## Your task
Turn all of the data below into a numbered list with one line per item, skipping blank lines and leaving out the pictures.

## Data provided
————————

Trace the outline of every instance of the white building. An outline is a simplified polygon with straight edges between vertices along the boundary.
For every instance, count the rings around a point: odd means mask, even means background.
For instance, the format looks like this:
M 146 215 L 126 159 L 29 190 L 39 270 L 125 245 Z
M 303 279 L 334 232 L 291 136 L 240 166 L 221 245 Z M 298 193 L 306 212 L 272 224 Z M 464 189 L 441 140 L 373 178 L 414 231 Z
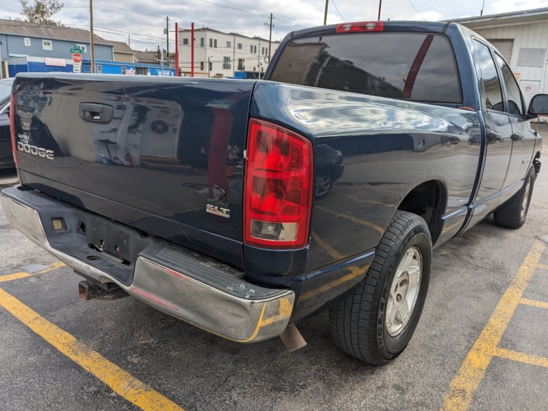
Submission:
M 179 30 L 179 69 L 182 76 L 191 72 L 190 30 Z M 195 77 L 255 77 L 262 75 L 279 42 L 223 33 L 209 28 L 194 30 Z
M 527 103 L 548 94 L 548 8 L 452 20 L 489 40 L 514 71 Z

————————

## Exercise response
1. Trace the outline of every instance of the white building. An outline is a simplified polygon with straight edges between vertices along the boundary.
2. For every instance, count the rings around a point: odd means mask, even means background.
3. For instance, the format looks like this:
4. M 146 215 L 126 159 L 29 190 L 39 270 L 125 245 Z
5. M 303 279 L 334 232 L 291 136 L 240 166 L 221 245 Z M 298 193 L 306 212 L 272 224 Z M 464 189 L 441 140 L 373 178 L 414 231 Z
6. Submission:
7. M 179 30 L 179 69 L 182 76 L 191 72 L 190 30 Z M 195 77 L 255 77 L 262 75 L 279 42 L 223 33 L 209 28 L 194 30 Z
8. M 527 103 L 548 94 L 548 8 L 452 20 L 489 40 L 514 71 Z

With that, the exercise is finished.